» Aim of the task
Reproduce the complete listing without any deviation.

╭─ Data

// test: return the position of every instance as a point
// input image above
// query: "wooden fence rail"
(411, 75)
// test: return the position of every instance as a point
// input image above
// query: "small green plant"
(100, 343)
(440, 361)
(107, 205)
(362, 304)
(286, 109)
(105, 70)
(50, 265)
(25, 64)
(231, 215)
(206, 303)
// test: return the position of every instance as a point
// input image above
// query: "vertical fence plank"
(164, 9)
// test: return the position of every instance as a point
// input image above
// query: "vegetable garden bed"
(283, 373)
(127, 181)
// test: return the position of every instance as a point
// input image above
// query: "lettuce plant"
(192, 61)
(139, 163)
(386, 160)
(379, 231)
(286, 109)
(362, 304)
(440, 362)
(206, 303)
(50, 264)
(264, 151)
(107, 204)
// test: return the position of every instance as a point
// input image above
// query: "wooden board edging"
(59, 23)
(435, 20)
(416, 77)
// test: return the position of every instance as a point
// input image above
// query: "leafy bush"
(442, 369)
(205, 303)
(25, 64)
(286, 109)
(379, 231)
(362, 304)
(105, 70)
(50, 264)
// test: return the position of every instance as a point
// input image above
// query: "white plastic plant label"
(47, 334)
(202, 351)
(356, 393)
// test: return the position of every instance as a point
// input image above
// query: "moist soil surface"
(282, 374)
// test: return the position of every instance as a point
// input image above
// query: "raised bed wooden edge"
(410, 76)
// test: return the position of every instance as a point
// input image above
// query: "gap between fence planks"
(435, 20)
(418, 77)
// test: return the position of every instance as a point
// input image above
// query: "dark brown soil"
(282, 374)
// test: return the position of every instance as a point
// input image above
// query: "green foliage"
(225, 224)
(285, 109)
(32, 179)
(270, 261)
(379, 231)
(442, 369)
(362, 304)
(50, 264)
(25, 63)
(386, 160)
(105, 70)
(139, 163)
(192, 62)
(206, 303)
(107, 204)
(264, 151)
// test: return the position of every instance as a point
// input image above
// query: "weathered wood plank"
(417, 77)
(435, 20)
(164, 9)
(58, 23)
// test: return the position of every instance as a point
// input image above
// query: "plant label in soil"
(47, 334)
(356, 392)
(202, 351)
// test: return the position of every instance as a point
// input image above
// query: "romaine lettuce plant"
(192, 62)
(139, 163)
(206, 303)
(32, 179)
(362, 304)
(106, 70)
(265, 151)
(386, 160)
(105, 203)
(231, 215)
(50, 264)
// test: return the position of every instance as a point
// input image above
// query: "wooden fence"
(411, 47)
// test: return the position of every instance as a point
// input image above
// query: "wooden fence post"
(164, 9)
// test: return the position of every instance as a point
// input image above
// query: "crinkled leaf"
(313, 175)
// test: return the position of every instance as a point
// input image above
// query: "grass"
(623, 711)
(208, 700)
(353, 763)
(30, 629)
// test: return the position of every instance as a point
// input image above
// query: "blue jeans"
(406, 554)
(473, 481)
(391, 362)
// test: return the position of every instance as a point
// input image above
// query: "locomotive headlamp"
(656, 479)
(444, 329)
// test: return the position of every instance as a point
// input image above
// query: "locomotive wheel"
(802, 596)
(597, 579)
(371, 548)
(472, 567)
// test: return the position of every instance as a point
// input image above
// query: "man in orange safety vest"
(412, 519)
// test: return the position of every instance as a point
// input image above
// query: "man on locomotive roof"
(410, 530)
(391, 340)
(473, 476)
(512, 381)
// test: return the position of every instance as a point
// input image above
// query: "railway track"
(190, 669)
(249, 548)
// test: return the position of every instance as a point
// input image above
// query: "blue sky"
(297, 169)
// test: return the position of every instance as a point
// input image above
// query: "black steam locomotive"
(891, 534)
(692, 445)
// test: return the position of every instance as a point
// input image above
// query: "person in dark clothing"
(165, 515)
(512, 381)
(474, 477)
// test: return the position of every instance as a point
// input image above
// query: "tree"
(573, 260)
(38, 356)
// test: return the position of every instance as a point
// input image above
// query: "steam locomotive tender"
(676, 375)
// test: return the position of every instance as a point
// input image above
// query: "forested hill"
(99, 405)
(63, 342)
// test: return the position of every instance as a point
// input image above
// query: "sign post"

╰─

» The solution
// test: return the position of every instance as a point
// input image above
// query: "wooden fence rail"
(411, 75)
// test: return the position of every instance as a point
// input image above
// query: "small green plant"
(100, 343)
(440, 361)
(107, 205)
(362, 304)
(286, 109)
(105, 70)
(50, 265)
(25, 64)
(231, 215)
(206, 303)
// test: return the position of every instance as a point
// input image above
// query: "vertical fence plank"
(164, 9)
// test: return the position of every instance as a point
// input image above
// query: "vegetable garden bed"
(283, 373)
(127, 181)
// test: return the position of every instance as a point
// input image above
// query: "lettuce plant"
(192, 61)
(139, 163)
(386, 160)
(379, 231)
(286, 109)
(362, 304)
(440, 362)
(206, 303)
(50, 264)
(264, 151)
(107, 204)
// test: return the position of every instance as a point
// input image above
// query: "wooden board edging"
(59, 23)
(435, 20)
(416, 77)
// test: return the position of every instance as a point
// input image above
// query: "leafy bush"
(442, 369)
(205, 303)
(25, 64)
(286, 109)
(379, 231)
(362, 304)
(105, 70)
(50, 264)
// test: return the position of every instance as a point
// input image above
// query: "white plastic plant label"
(47, 334)
(202, 351)
(356, 393)
// test: return the position of every instance as a point
// input image above
// query: "moist soil surface"
(282, 374)
// test: return the position of every instance as a point
// input image above
// query: "raised bed wooden edge"
(410, 76)
// test: return the position of every instance as a point
// input image above
// query: "gap between fence planks"
(435, 20)
(418, 77)
// test: return the position of every instance as a point
// input image above
// query: "dark brown soil"
(282, 374)
// test: return the position of every instance as a point
// input image above
// query: "green foliage"
(225, 224)
(285, 109)
(32, 179)
(270, 261)
(379, 231)
(442, 369)
(362, 304)
(50, 264)
(25, 63)
(386, 160)
(105, 70)
(139, 163)
(192, 62)
(206, 303)
(107, 204)
(264, 151)
// test: return the position of every instance as a point
// input image above
// query: "weathered wood plank"
(417, 77)
(435, 20)
(164, 9)
(58, 23)
// test: return the position of every instance as a point
// input image above
// query: "plant label in soil"
(47, 334)
(356, 392)
(202, 351)
// test: return the position of every instance as a point
// input image above
// query: "romaine lettuce plant"
(192, 62)
(139, 163)
(206, 303)
(32, 179)
(362, 304)
(106, 70)
(265, 151)
(386, 160)
(105, 203)
(231, 215)
(50, 264)
// test: return the position of every instance as a point
// input image above
// query: "wooden fence"
(411, 47)
// test: return the position of every instance as a point
// input image above
// query: "wooden fence post"
(164, 9)
// test: return the position of every instance as a point
// input image above
// query: "crinkled leaf"
(313, 175)
// test: return the position of every instance as a point
// input image above
// query: "grass"
(623, 711)
(208, 700)
(353, 763)
(30, 629)
// test: return the position of every instance as a point
// input image above
// query: "blue jeans"
(406, 554)
(473, 481)
(391, 362)
// test: return the position of every instance as a point
// input image above
// query: "locomotive headlamp"
(656, 479)
(444, 329)
// test: return the position of every instance as a point
// input image above
// query: "locomotive wheel"
(802, 596)
(597, 579)
(371, 548)
(472, 567)
// test: return the position of every instance as a point
// input image above
// query: "man in orange safety vest"
(412, 519)
// test: return the position of every instance as a point
// input image above
// query: "man on locomotive roof"
(410, 530)
(391, 340)
(473, 476)
(512, 381)
// test: return the position of every instance as a point
// input image above
// query: "railway track"
(190, 669)
(249, 548)
// test: return the position of every instance as a point
// input image above
// query: "blue sky"
(297, 169)
// test: return the position of every instance as a point
// input image above
// query: "black steam locomotive"
(891, 534)
(692, 445)
// test: return the position of every instance as a point
// input image above
// query: "person in dark clothing"
(165, 515)
(512, 381)
(474, 477)
// test: return the position of every instance as a point
// input image above
// query: "tree"
(573, 260)
(38, 356)
// test: return the position of every instance as a point
// input image above
// query: "steam locomotive tender"
(676, 375)
// test: return the position of every instance as a point
// input image above
// query: "forested hill"
(99, 405)
(63, 342)
// test: return the position of every instance as a point
// input image above
// query: "sign post"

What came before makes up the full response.